### Request
Lay out every line of the records below as a numbered list, leaving out any blank lines.

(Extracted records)
* start *
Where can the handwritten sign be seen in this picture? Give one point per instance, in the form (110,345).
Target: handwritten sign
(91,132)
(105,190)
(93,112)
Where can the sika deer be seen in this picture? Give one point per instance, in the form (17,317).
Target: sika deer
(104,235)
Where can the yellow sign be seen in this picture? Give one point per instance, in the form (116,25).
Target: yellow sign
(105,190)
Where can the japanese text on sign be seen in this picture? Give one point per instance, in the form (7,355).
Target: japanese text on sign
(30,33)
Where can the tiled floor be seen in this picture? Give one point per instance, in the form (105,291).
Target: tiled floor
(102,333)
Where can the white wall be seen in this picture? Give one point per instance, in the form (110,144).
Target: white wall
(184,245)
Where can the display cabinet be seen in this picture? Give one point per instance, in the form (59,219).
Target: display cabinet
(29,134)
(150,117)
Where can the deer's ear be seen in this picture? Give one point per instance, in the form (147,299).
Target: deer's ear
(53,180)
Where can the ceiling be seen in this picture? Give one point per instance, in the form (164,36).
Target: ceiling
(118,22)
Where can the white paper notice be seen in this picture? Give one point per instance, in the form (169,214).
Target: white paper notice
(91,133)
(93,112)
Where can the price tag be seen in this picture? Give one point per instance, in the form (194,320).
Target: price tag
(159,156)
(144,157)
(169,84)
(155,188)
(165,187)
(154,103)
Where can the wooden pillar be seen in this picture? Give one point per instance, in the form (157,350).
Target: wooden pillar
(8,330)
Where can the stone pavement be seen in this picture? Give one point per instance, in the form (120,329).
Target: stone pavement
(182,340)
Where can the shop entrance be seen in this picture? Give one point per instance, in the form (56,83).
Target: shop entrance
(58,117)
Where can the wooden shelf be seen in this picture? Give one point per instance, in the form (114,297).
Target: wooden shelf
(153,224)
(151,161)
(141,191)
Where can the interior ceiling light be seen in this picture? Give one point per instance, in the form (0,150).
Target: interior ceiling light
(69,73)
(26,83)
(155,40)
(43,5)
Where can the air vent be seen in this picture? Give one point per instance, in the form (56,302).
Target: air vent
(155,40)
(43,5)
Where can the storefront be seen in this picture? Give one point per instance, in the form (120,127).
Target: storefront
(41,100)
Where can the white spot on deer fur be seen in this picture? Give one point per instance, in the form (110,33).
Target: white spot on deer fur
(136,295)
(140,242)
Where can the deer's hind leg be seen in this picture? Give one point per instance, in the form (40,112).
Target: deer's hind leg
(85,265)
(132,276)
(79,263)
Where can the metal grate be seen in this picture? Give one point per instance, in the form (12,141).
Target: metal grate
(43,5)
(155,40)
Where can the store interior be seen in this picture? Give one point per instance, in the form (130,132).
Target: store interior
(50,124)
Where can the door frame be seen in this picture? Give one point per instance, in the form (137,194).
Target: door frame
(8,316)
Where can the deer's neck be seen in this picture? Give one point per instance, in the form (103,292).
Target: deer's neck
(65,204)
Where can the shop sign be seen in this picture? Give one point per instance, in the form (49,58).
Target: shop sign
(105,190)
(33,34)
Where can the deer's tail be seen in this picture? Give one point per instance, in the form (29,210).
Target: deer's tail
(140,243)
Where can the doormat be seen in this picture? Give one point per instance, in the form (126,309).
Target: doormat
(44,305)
* end *
### Expected output
1. Where can the handwritten sign be seen in this picture? Give one point per instance, in the form (110,345).
2. Target: handwritten sign
3. (91,132)
4. (105,190)
5. (93,112)
6. Where can the sika deer be seen in this picture? Give one point per instance, in the form (17,317).
7. Target: sika deer
8. (104,235)
9. Where can the yellow sign be seen in this picture? Give one point per instance, in the form (116,25).
10. Target: yellow sign
11. (105,190)
12. Where can the japanese text on sign be seen in this picture? Give one point per instance, in the form (7,355).
13. Target: japanese text on sign
14. (30,33)
15. Where can the tiled floor be seen in this picture? Give one point per instance, in the form (105,291).
16. Target: tiled floor
17. (102,333)
18. Where can the white wall be seen in this picture? Give one point per instance, in the form (110,144).
19. Target: white wall
20. (184,245)
21. Where can the display cabinet be seen in this picture? Give one point per instance, in the form (59,219).
22. Target: display cabinet
23. (29,134)
24. (150,117)
25. Where can the deer's ear be seen in this picture? Give one point per instance, in the form (147,299).
26. Target: deer's ear
27. (53,180)
28. Where can the ceiling be seen in this picture? Give one point per instance, in the form (164,36).
29. Target: ceiling
30. (118,22)
31. Where can the white paper notice be seen in this picture? Give one point per instance, in the form (169,214).
32. Target: white paper notice
33. (91,133)
34. (93,112)
35. Where can the price tag be seen in this picture? Give one point per instance, in the form (194,320).
36. Target: price tag
37. (159,156)
38. (144,157)
39. (169,84)
40. (155,188)
41. (165,187)
42. (154,103)
43. Where can the wooden pillar be seen in this picture? Give one point per instance, in the form (157,350).
44. Target: wooden pillar
45. (8,330)
46. Where can the stone pavement be seen in this picture? Give one point per instance, in the form (120,329).
47. Target: stone pavement
48. (182,340)
49. Where can the shop entrance be seen in this picture? Give one point per instance, in the form (56,83).
50. Target: shop entrance
51. (58,117)
52. Where can the wooden shelf be seen in this picture? Give one point per instance, in the form (114,297).
53. Target: wooden shelf
54. (153,224)
55. (151,161)
56. (141,191)
57. Where can the interior ceiling light be seen in this picture? Give one point per instance, in the form (0,150).
58. Target: interior ceiling light
59. (69,73)
60. (26,83)
61. (155,40)
62. (43,5)
63. Where can the air vent be seen in this picture? Give one point per instance, in the form (56,302).
64. Target: air vent
65. (155,40)
66. (43,5)
67. Where can the storefront be seen in this picture? Give one point per instance, in the form (120,127).
68. Target: storefront
69. (41,100)
70. Where can the white spot on deer fur be seen in this picture? Give one point per instance, in the form (110,33).
71. Target: white spot on deer fur
72. (136,295)
73. (140,242)
74. Where can the deer's hind leg be seen in this picture? Give one point per instance, in the form (40,112).
75. Target: deer's hind leg
76. (85,265)
77. (132,276)
78. (79,263)
79. Where can the metal grate be seen in this picture? Give one point per instance, in the form (12,141).
80. Target: metal grate
81. (43,5)
82. (155,40)
83. Where can the store interior be seen in this picture? Give one point per instance, in the form (130,132).
84. Target: store interior
85. (50,124)
86. Where can the door frame be seen in this picture? Give one point per instance, in the form (137,194).
87. Target: door frame
88. (8,316)
89. Where can the deer's neck be seen in this picture? Give one point per instance, in the form (103,292).
90. Target: deer's neck
91. (65,204)
92. Where can the shop sign be seen in this picture? Give one point per instance, in the form (49,58).
93. Target: shop sign
94. (105,190)
95. (33,34)
96. Where can the deer's tail be seen in this picture? Give one point per instance, in the form (29,210).
97. Target: deer's tail
98. (140,243)
99. Where can the doormat be seen in this picture? Give one point per instance, in the form (126,309).
100. Target: doormat
101. (44,305)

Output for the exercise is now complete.